Your instructions: From the material below, copy every line that contains the word "white".

Source records:
-----

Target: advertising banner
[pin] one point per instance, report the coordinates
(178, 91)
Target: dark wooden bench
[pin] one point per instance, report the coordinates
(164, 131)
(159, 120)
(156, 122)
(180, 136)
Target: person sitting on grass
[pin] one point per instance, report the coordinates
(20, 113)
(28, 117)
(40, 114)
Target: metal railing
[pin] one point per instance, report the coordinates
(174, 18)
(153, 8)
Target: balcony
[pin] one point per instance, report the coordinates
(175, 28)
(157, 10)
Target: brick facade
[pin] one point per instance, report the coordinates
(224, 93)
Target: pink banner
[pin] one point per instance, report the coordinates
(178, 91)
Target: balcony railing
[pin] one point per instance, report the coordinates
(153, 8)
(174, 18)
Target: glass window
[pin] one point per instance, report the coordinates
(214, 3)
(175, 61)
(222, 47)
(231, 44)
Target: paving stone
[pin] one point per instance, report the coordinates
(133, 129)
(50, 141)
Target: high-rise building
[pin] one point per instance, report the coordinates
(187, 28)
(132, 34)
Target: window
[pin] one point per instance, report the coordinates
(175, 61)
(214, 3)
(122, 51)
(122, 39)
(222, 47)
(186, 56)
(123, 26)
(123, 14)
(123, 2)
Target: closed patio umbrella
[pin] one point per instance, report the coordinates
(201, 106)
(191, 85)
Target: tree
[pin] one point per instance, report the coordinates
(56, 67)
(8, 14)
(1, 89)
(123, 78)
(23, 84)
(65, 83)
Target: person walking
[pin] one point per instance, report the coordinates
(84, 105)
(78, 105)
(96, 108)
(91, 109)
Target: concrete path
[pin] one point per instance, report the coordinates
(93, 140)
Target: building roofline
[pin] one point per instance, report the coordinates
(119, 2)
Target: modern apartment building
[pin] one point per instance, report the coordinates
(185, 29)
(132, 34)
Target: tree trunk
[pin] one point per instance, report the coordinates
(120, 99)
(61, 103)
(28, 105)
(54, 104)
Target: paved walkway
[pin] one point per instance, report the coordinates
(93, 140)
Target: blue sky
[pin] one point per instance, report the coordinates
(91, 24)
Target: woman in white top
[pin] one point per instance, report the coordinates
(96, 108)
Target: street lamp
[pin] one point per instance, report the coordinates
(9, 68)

-----

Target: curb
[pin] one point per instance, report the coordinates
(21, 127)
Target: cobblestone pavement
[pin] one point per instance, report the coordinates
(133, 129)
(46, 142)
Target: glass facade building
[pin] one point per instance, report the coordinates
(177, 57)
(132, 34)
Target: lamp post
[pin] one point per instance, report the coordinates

-----

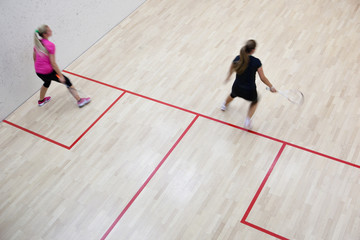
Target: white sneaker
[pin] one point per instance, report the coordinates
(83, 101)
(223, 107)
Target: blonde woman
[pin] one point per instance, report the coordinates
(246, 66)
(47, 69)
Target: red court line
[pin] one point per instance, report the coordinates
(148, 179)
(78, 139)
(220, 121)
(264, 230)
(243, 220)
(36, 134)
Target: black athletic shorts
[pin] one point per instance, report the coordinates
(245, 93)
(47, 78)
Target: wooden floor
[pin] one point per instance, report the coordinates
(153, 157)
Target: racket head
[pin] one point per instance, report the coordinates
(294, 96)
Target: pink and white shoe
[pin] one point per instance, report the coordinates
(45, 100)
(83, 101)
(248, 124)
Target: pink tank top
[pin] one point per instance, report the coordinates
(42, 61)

-----

Exercise solution:
Target: woman in white top
Target: white sneaker
Target: pink and white shoe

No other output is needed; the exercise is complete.